OBIETTIVO:
Riduci in un elenco puntato, per favore, il paragrafo dell'estratto sulle cover che inizia con «Ok, i Guns N’ Roses», conservandone i fatti principali.

ESTRATTO DI TESTO:
6) “Knockin’ on Heaven’s Door” (Guns N' Roses)
Ok, i Guns N’ Roses: dopo Lacuna Coil e Marylin Manson, adesso ci potete anche trucidare, ve lo permettiamo. Per noi questa scelta è dolorosa ma necessaria, foss’anche solo per il fatto che Axl e soci spesso si sono cimentati nella “sfida della rivisitazione” (rilasciando persino un album di sole cover, il pessimo “The Spaghetti Incident?”, anno 1993, epitaffio della prima parte della carriera della band – da cui salviamo almeno l’audace riproposizione di “Since I don’t Have You”, targata nientemeno che 1959!). Un attimo prima del disastro, nel 1991 per l’esattezza, i Nostri cavalcano l’onda del successo ed impazzavano per MTV con i due tomi di “Use Your Illusion”, dove di cover interssanti ve n’è più d’una, fra cui sicuramente l’adrenalinica “Live and Let Die” degli Wings di Paolone McCartney e mogliera. Ma “Knockin on Heavens Door” rimane quella sicuramente più leggendaria. Se non ci credete andate su Youtube e digitate il titolo della canzone: troverete prima la versione dei Guns che quella di Bob Dylan. Il brano, in effetti, non è il più noto di Dylan, che lo scrisse per la colonna sonora del film western “Pat Garret & Billy the Kid” di Sam Peckinpah (1973). Quando i Nostri iniziarono a riproporla, in molti del pubblico la scambiarono per una loro canzone, tanto il marchio Pistole & Rose era impresso in ogni singola nota. Saranno stati anche dei paraculi, ma i Guns ci sapevano decisamente fare, perché non è da tutti tramutare uno scarno brano folk-country in una power-ballad con i controfiocchi. Ma non è soltanto l’inconfondibile voce stridula di Axl a marcare la differenza, quanto lo sforzo di un collettivo in stato di grazia che viveva un momento irripetibile, dove ogni componente aveva una sua personalità oramai definita (persino quel gonfio di Duff McKagan, che era tanto se si reggeva in piedi). Uno Slash gigantesco che ci piazza nel mezzo un assolo dei suoi, è sicuramente una ragione in più per inserire il brano fra le più belle cover rock/metal di sempre.

5) “I Want You (She’s so Heavy)” (Coroner)

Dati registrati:
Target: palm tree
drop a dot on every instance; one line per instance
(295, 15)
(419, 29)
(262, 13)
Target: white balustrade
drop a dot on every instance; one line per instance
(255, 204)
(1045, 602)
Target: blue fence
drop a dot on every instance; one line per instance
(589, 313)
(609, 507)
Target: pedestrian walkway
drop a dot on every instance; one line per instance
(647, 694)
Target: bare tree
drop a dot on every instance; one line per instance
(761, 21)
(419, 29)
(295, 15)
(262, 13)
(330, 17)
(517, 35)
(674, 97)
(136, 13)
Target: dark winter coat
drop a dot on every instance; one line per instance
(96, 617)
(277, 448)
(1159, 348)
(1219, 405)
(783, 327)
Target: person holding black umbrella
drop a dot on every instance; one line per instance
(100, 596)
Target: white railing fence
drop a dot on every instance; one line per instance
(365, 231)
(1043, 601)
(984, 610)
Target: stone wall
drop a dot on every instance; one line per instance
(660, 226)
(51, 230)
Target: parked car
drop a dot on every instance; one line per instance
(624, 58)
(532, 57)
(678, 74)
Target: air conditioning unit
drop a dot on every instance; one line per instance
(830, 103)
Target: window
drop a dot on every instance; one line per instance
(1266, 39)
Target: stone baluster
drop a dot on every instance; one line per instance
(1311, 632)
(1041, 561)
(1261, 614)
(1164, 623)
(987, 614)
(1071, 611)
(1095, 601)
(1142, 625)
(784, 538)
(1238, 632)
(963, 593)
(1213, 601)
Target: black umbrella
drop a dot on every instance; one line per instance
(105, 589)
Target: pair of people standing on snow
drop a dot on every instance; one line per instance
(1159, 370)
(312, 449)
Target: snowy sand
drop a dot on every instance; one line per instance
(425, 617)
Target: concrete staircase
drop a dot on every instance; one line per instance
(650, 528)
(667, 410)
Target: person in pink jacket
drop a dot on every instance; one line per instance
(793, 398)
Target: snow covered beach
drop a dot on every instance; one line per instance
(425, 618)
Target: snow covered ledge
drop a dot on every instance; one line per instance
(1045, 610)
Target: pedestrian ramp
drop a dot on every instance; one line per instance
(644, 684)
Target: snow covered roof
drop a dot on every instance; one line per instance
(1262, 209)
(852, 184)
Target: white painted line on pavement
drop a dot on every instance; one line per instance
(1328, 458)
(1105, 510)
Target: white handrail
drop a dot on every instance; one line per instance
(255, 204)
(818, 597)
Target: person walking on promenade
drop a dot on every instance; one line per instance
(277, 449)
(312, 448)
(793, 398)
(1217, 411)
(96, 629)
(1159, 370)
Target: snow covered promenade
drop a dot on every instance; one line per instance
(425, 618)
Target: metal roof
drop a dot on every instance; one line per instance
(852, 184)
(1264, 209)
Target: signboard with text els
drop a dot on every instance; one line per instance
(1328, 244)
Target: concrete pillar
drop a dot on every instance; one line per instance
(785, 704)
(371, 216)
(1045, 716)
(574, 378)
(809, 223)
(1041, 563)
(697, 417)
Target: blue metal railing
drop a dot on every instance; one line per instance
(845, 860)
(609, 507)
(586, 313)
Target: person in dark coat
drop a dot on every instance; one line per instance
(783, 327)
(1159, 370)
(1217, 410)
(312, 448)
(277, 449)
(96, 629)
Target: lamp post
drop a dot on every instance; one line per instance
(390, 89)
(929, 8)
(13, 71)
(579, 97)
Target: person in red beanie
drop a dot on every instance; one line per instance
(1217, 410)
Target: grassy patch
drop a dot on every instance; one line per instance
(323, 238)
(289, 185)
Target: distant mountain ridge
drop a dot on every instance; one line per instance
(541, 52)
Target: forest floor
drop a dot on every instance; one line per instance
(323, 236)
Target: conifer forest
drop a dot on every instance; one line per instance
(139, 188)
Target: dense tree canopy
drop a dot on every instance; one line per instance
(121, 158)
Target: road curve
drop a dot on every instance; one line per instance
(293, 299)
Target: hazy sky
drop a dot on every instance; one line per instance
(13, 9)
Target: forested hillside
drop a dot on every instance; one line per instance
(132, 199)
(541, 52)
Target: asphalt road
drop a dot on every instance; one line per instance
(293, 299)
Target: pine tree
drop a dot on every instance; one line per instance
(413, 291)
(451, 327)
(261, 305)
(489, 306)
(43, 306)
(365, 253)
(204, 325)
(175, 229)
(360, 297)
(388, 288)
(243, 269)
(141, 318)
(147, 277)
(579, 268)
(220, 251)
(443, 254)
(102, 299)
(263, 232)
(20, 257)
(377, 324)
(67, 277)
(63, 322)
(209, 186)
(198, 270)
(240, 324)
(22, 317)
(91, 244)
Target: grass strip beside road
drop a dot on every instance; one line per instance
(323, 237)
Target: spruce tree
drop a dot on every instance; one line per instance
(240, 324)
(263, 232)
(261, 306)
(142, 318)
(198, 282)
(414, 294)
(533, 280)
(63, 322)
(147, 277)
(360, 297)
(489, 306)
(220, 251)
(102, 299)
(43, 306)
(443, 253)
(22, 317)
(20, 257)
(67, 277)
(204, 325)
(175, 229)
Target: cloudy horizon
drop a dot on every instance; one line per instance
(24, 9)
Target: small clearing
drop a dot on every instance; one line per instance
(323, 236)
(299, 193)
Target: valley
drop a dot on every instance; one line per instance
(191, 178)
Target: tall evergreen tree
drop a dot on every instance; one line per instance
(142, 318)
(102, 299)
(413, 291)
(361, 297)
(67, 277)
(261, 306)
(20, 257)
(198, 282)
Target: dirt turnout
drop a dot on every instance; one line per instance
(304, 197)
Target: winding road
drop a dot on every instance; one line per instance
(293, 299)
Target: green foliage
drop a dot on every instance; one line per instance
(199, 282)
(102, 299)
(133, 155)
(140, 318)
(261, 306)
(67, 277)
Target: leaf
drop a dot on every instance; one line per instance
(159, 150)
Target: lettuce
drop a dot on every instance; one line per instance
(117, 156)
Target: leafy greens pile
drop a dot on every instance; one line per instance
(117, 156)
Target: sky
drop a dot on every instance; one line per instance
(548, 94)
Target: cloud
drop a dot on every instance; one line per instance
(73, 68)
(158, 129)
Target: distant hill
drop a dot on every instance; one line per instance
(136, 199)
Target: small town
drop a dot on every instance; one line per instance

SOLUZIONE:
- Inserire i Guns N’ Roses è una scelta dolorosa ma necessaria, anche perché la band si è spesso cimentata nelle rivisitazioni.
- Nel 1993 uscì il loro album di sole cover "The Spaghetti Incident?", giudicato pessimo. Se ne salva la riproposizione di "Since I don’t Have You", brano del 1959.
- Nel 1991 la band era al culmine del successo su MTV con i due volumi di "Use Your Illusion". Tra le cover di quei dischi c'è "Live and Let Die" degli Wings.
- "Knockin on Heavens Door" resta la loro cover più leggendaria: cercandola su YouTube, la versione dei Guns compare prima di quella di Bob Dylan.
- Dylan la scrisse per la colonna sonora di un film western di Sam Peckinpah del 1973. Non è il suo brano più noto.
- Quando i Guns iniziarono a suonarla, molti spettatori la scambiarono per una loro canzone.
- La band trasformò uno scarno brano folk-country in una power-ballad. Il merito va alla voce di Axl e a un gruppo in stato di grazia, in cui ogni membro aveva una personalità definita.
- L'assolo di Slash è un motivo in più per metterla tra le più belle cover rock/metal di sempre.